**Data for the task**
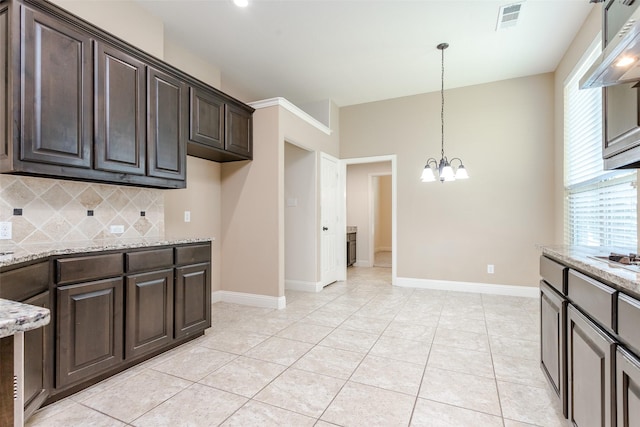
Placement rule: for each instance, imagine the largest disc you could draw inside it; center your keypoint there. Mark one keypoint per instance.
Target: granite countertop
(16, 254)
(625, 278)
(18, 317)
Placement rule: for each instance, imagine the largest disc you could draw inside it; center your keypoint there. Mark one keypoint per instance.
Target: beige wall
(202, 198)
(359, 205)
(504, 133)
(253, 212)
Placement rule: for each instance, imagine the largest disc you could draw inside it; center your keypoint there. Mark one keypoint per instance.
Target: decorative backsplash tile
(56, 210)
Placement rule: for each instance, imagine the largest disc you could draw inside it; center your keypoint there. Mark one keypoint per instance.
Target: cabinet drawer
(25, 282)
(629, 321)
(70, 270)
(148, 260)
(193, 254)
(553, 273)
(594, 298)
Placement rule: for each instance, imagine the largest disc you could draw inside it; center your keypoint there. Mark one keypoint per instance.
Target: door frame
(393, 158)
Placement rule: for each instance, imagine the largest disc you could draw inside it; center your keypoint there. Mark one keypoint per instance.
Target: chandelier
(444, 167)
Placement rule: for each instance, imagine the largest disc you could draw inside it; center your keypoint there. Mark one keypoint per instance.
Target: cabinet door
(621, 118)
(38, 353)
(56, 89)
(149, 315)
(206, 118)
(628, 388)
(192, 299)
(167, 108)
(89, 329)
(238, 131)
(590, 356)
(552, 340)
(4, 81)
(120, 141)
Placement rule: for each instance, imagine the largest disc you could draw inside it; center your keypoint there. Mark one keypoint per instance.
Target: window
(600, 206)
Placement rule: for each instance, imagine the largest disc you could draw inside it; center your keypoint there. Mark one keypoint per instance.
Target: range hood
(620, 61)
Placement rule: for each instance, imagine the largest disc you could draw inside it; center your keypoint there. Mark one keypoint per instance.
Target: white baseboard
(482, 288)
(254, 300)
(301, 285)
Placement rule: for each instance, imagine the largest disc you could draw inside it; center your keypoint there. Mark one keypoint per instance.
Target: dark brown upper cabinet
(206, 118)
(4, 82)
(167, 99)
(78, 103)
(56, 92)
(120, 140)
(220, 129)
(238, 131)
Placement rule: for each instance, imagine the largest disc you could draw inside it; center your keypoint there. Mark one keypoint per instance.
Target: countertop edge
(29, 253)
(582, 258)
(18, 317)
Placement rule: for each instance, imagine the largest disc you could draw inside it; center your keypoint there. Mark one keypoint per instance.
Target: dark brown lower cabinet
(553, 307)
(192, 299)
(89, 329)
(149, 313)
(591, 358)
(37, 360)
(627, 388)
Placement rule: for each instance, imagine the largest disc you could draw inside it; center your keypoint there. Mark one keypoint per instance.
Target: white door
(329, 219)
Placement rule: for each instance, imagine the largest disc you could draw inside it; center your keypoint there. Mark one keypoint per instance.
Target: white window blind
(600, 206)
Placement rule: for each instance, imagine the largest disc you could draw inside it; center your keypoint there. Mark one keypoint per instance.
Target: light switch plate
(116, 229)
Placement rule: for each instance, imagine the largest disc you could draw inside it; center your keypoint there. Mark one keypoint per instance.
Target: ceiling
(359, 51)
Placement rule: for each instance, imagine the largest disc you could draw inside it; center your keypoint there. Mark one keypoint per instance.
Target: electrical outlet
(116, 229)
(5, 230)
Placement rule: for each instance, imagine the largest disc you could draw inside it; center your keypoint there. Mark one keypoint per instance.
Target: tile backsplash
(56, 210)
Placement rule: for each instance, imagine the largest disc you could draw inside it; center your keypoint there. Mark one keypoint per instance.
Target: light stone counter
(624, 278)
(17, 317)
(16, 254)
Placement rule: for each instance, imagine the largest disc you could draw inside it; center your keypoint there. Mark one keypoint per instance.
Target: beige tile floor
(359, 353)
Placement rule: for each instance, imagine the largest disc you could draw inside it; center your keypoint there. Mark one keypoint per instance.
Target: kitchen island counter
(17, 317)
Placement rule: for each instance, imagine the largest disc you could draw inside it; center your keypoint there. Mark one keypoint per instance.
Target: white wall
(300, 216)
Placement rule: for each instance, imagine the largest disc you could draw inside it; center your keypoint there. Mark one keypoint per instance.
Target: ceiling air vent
(508, 16)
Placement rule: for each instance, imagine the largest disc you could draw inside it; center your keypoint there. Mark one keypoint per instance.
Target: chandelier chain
(442, 106)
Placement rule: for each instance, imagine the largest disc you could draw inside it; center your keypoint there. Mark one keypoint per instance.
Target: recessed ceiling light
(625, 61)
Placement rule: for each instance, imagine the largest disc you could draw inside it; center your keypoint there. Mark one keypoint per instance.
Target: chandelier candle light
(444, 168)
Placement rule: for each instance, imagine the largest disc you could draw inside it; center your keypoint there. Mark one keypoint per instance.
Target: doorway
(371, 206)
(380, 216)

**What is being asked**
Output the data above exactly; pictures do not belong in the copy.

**Task solution**
Placement rule: for each instance, imagine the largest disc you could draw inside it; center your keypoint there. Mark one keypoint per instance.
Target: granite countertop
(16, 254)
(625, 278)
(18, 317)
Placement rule: for each instance, imagine the largest disc you could draw inside it; center your keypoint there. Mark one keypoint per instance.
Target: beige wall
(202, 198)
(359, 205)
(504, 133)
(253, 212)
Placement rule: for each instance, imagine the largest disc you could draw inside it; center your keypoint there. Mark one keypoint per instance.
Target: decorative backsplash tile
(56, 210)
Placement rule: for each instance, imagine the largest disc you could draw inside it; center your keypoint there. Mark one keypoint per instance.
Target: cabinet drawer
(25, 282)
(629, 321)
(70, 270)
(148, 260)
(193, 254)
(553, 273)
(594, 298)
Placement rule: for each instance, imagine the largest disc you could draw inside it; center your keypoint there. Mark one keypoint per instance.
Target: door frame
(393, 158)
Placement rule: for each instance, imagine the largest disc you could draw inside it; center your keypoint there. Mark one keypoint per instance.
Target: chandelier
(444, 167)
Placement rule: for each instance, imagine the largest disc you could draw inside it; center your keypoint there. Mark one keypoint per instance.
Target: cabinet door
(621, 118)
(38, 353)
(56, 89)
(149, 315)
(206, 118)
(628, 388)
(192, 299)
(167, 108)
(89, 329)
(238, 131)
(590, 356)
(552, 340)
(4, 81)
(120, 141)
Placement rule: for each instance, imagine the largest disc you could draw inside it; center your keypoint there. Mark one keypoint per instance.
Target: window
(600, 206)
Placement rule: for each instance, imagine the largest disc you could draw inside it; center your keypoint there. Mark one keypoint per instance.
Target: range hood
(620, 61)
Placement rule: for each instance, imagine the largest disc you could draw inside it; center your keypoint there. Mark one keypoint per instance.
Target: white baseboard
(482, 288)
(254, 300)
(301, 285)
Placement rule: for each instance, imagine the largest disc you could draw inside it; center your keypoint there. Mark one keypoint per instance.
Target: dark brown upper cabinet
(206, 118)
(4, 82)
(167, 99)
(78, 103)
(56, 92)
(120, 140)
(220, 129)
(238, 131)
Placement rule: for each instance, imagine the largest disc you could draw inside it; center your keypoint there. Mark one keypoint per instance.
Target: countertop edge
(29, 253)
(582, 258)
(18, 317)
Placement rule: for each instance, imagine the largest disc you could draw inside it; center your keypoint there. Mark one keypoint per instance.
Target: dark brown lower cabinet
(553, 307)
(192, 299)
(89, 329)
(149, 313)
(591, 358)
(37, 360)
(627, 388)
Placement rule: for each instance, imagine the largest disc you could draw inside it; center your keypoint there. Mark one keypoint per instance.
Target: white door
(329, 219)
Placement rule: for each instance, imagine the largest disc you could draw inside it; center your keypoint there. Mark one keypoint per instance.
Target: white window blind
(600, 206)
Placement rule: for each instance, imagine the largest disc you could draw inside it; center your keypoint there. Mark one keypoint per instance.
Target: light switch plate
(116, 229)
Placement rule: for each instance, imagine the largest disc you could draw inside it; center your keypoint there. Mark one keypoint per instance.
Target: ceiling
(359, 51)
Placement rule: for each instance, imagine the largest disc you could draw inside it; center your keypoint there. Mark one keypoint per instance.
Target: electrical outlet
(116, 229)
(5, 230)
Placement rule: for each instance, imagine the largest disc you could draw inside it; center your keypoint there. Mark one keypoint per instance.
Target: tile backsplash
(56, 210)
Placement rule: for each instance, imagine the largest disc you could draw inside it; center your keypoint there. Mark one keypoint per instance.
Target: light stone counter
(624, 278)
(17, 317)
(16, 254)
Placement rule: for each instance, imagine the largest disc you could draw inside it; center your keypoint there. Mark one keypoint per instance.
Target: beige tile floor
(359, 353)
Placement rule: for each instance, imagine the largest disc you could draw inside it; center your keypoint there. Mark one keypoint per instance.
Target: kitchen island counter
(17, 317)
Placement rule: for each instance, imagine the largest disc you could draw inside it; center your keypoint there. Mark one keypoint per instance.
Target: white wall
(300, 216)
Placement rule: for each instance, imagine the largest disc you could draw inside it; center your keypoint there. Mark one keypoint per instance.
Target: ceiling air vent
(508, 16)
Placement rule: for each instance, imagine the largest disc you could draw inside it; center your keypoint there. Mark one keypoint per instance.
Target: chandelier chain
(442, 106)
Placement rule: for each instance, imagine the largest disc you could draw inside it; center your keypoint there. Mark one keypoint per instance.
Target: recessed ceiling light
(625, 61)
Placement rule: for each instance, imagine the largest disc you could draw inside it; center your keypoint there. Mark one keypoint per instance.
Target: chandelier candle light
(444, 168)
Placement rule: for each instance, imagine the largest disc you could draw inside it; center your keypoint there. Mark one keypoint per instance.
Target: doorway
(371, 206)
(380, 216)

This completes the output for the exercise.